_WHAT YOU WILL DO:_ All lines from the line containing "Mark one point on each instance of the flagpole" up to and including the last line of the listing below should be echoed exactly; no other lines belong in the response.
╭─ DATASET RECORDS
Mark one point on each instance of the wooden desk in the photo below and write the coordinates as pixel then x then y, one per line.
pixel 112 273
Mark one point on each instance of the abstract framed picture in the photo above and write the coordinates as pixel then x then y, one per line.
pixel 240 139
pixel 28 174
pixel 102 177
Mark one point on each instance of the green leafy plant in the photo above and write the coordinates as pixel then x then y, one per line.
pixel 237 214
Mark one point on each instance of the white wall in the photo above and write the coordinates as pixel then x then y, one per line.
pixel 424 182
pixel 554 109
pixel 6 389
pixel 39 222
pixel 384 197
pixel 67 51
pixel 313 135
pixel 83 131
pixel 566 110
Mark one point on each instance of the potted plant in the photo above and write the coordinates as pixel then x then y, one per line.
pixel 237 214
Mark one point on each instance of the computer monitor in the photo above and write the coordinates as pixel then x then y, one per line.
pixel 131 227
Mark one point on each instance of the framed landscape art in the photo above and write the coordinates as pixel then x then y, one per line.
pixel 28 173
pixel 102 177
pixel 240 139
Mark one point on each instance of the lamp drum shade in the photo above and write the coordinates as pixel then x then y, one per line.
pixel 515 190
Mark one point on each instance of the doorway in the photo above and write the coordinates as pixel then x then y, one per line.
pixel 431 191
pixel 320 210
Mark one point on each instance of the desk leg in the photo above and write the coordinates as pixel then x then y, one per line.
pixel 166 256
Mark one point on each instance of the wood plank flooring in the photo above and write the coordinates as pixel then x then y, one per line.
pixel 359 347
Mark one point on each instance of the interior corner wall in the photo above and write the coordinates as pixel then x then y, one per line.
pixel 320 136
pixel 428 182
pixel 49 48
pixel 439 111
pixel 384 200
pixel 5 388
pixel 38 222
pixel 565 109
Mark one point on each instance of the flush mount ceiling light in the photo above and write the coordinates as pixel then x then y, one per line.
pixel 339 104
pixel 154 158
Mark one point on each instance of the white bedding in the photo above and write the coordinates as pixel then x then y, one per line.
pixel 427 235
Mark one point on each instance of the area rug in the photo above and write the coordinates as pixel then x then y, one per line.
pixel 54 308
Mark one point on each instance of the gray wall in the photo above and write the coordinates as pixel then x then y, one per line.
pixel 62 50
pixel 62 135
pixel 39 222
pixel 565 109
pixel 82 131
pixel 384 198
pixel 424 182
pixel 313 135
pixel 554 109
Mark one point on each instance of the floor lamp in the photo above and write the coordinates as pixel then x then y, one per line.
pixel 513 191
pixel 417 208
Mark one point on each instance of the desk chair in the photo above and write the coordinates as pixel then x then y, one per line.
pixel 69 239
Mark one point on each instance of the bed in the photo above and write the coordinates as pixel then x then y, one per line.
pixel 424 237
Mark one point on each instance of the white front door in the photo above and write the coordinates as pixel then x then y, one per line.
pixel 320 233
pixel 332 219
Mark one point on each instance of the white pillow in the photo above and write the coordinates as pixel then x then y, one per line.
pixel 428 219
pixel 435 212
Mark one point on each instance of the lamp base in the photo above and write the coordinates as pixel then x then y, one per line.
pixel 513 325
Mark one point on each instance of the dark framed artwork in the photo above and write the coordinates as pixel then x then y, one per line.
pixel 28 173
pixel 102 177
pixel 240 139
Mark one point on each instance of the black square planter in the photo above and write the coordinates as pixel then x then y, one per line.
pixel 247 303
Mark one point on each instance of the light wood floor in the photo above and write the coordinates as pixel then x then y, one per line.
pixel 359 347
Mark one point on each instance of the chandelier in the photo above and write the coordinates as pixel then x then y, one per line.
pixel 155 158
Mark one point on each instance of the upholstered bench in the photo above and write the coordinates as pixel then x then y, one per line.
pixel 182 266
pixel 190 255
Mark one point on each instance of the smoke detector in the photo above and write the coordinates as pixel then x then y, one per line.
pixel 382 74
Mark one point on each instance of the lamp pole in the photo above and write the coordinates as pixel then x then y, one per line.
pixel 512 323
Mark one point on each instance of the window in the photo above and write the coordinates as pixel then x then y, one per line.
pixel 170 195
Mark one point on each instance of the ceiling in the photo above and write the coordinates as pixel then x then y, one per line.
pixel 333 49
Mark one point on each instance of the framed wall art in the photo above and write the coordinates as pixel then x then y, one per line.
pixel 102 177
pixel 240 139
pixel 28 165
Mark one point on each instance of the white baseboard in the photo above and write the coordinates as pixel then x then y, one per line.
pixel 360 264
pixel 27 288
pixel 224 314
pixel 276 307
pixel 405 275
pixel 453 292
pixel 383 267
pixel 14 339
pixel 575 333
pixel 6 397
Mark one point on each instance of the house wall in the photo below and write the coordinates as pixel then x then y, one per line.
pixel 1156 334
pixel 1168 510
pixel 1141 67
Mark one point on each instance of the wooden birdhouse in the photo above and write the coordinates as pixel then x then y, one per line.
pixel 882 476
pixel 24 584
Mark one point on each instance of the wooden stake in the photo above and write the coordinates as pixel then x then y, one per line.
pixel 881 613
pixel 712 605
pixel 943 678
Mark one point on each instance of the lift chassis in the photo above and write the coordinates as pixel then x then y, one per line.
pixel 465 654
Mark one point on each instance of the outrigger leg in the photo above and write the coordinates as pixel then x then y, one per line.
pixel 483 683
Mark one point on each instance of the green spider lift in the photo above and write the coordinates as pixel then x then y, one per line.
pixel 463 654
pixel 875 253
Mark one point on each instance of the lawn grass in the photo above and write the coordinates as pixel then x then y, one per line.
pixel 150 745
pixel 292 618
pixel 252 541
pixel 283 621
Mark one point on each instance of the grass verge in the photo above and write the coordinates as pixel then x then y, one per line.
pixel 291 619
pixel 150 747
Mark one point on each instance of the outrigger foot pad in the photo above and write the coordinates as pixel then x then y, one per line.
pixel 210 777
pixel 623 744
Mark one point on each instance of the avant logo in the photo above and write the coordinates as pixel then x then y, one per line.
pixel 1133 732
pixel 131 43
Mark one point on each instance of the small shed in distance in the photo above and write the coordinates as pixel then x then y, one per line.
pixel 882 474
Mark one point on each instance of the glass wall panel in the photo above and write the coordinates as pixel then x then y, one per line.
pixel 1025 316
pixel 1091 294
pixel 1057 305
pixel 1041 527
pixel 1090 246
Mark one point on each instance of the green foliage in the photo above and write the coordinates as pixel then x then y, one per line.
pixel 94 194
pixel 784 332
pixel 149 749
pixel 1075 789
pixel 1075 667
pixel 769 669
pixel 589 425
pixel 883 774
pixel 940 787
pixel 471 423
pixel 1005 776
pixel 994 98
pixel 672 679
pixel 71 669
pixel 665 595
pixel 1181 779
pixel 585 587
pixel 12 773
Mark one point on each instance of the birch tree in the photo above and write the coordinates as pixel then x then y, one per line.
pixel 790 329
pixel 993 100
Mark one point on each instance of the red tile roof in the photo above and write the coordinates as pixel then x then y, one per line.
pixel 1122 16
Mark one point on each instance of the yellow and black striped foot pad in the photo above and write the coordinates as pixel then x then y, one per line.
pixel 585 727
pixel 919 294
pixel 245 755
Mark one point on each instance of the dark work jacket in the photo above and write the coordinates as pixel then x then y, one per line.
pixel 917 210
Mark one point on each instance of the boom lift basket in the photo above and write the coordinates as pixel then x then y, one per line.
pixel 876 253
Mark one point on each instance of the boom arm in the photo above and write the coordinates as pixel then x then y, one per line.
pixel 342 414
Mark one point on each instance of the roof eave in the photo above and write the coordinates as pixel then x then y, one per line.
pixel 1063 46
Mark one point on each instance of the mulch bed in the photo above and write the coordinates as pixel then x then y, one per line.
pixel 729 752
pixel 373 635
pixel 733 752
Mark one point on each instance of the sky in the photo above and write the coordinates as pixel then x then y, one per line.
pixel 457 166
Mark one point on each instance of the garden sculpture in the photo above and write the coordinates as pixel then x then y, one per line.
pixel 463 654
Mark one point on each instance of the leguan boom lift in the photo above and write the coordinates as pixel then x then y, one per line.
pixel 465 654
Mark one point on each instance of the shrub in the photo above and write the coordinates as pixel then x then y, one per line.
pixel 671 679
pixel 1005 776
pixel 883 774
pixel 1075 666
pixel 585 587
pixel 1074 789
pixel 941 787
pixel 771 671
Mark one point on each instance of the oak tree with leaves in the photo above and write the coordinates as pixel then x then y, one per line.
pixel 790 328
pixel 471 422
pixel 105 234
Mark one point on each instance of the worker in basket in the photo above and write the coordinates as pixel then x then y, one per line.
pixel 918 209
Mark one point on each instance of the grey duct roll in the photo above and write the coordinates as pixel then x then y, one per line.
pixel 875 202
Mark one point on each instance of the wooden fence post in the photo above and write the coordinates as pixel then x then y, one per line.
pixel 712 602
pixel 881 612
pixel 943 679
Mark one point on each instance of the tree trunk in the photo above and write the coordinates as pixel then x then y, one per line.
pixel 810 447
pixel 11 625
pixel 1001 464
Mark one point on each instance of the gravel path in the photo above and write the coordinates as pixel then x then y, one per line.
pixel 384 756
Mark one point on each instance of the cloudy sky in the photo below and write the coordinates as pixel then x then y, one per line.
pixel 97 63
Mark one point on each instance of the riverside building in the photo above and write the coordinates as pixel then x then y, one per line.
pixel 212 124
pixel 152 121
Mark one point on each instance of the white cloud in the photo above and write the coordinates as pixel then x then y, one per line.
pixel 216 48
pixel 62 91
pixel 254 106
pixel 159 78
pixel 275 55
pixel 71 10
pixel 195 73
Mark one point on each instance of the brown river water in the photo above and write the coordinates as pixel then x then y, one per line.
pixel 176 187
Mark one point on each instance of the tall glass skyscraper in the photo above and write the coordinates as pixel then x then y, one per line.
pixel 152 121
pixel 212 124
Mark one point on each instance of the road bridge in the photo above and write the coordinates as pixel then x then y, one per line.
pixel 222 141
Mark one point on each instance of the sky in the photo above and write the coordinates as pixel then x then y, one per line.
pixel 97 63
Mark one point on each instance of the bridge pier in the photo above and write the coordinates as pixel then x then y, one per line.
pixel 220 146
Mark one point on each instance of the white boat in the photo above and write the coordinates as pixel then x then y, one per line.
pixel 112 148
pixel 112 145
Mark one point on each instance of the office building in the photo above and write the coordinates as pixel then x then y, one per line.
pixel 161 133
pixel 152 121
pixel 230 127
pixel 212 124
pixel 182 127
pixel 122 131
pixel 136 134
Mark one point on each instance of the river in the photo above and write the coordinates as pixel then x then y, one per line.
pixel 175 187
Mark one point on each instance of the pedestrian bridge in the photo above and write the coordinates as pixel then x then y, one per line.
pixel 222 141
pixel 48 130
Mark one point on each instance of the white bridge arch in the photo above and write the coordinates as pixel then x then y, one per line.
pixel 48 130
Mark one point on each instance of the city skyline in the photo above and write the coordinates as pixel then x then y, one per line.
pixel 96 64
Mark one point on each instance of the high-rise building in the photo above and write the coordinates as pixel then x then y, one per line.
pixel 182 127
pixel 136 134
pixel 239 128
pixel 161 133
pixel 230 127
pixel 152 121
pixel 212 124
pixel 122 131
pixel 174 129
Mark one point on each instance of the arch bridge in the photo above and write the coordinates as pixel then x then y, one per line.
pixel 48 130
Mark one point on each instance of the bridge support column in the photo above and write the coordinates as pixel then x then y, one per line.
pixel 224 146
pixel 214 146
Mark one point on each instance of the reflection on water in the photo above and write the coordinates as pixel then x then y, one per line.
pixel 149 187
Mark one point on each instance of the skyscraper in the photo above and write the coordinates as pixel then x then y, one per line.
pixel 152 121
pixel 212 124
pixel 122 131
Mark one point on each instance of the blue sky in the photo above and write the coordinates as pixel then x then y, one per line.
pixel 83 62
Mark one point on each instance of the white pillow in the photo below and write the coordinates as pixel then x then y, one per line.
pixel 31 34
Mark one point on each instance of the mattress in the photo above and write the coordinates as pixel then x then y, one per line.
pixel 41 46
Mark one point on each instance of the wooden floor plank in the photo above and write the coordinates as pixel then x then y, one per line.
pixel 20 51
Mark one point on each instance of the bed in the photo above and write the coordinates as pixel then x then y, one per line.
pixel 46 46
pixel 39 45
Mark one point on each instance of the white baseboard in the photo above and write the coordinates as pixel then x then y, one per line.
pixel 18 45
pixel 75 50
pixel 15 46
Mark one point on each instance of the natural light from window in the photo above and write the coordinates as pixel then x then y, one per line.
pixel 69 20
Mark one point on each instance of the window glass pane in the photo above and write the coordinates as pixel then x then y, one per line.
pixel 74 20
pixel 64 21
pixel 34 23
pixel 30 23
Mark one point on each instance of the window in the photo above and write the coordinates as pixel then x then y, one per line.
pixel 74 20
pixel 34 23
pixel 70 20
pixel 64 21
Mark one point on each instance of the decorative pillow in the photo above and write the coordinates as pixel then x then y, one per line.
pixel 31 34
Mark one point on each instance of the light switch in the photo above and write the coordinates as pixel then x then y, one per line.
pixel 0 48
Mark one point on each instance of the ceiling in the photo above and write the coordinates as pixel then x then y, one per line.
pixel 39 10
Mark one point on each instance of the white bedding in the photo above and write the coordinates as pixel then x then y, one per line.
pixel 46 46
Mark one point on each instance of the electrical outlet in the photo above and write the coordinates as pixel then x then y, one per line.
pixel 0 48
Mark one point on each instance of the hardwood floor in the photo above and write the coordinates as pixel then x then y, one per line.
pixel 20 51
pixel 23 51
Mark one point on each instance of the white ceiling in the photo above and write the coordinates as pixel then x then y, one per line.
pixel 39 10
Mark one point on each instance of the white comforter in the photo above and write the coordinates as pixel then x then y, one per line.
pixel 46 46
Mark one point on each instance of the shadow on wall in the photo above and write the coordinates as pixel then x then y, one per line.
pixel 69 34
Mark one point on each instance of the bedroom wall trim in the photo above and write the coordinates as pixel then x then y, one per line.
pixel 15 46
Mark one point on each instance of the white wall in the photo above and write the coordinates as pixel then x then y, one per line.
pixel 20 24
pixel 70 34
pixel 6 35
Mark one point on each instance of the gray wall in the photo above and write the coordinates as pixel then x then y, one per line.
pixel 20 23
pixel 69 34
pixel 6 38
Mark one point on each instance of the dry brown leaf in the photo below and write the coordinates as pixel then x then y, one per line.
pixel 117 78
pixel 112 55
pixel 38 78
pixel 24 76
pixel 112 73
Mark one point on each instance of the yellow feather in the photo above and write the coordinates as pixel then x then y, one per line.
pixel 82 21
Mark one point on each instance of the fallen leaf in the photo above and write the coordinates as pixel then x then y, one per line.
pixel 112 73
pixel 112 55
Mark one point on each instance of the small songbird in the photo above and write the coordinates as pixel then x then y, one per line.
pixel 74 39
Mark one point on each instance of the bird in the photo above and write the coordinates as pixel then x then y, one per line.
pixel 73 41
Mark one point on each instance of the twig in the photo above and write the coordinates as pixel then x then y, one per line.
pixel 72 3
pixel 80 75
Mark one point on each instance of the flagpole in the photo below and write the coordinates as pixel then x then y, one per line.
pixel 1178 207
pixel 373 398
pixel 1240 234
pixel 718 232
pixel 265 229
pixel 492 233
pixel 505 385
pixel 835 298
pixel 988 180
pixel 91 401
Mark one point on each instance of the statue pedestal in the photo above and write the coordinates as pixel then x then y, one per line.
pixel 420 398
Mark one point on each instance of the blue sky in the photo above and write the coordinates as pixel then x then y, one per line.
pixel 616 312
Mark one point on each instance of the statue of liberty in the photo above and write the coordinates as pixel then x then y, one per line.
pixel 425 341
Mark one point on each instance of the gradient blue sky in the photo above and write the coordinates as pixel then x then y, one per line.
╰─
_SOLUTION FOR THIS PROBLEM:_
Mark one point on each instance of the flagpole in the photo below and write the coordinates as pixel then x then y, one per line.
pixel 1178 207
pixel 373 398
pixel 1240 234
pixel 718 232
pixel 265 229
pixel 492 233
pixel 505 385
pixel 835 298
pixel 988 180
pixel 91 401
Mark one point on each instance of the statue pedestal in the photo above and write the coordinates as pixel then x then y, one per line.
pixel 420 398
Mark one point on each instance of the blue sky in the photo above and write the coordinates as pixel then x then y, one per line.
pixel 616 312
Mark one point on each instance of the statue of liberty in the photo above and write the coordinates as pixel then x then y, one per line.
pixel 425 341
Mark one point on each instance of the gradient blue sky in the photo above and write the coordinates as pixel then x then y, one per line.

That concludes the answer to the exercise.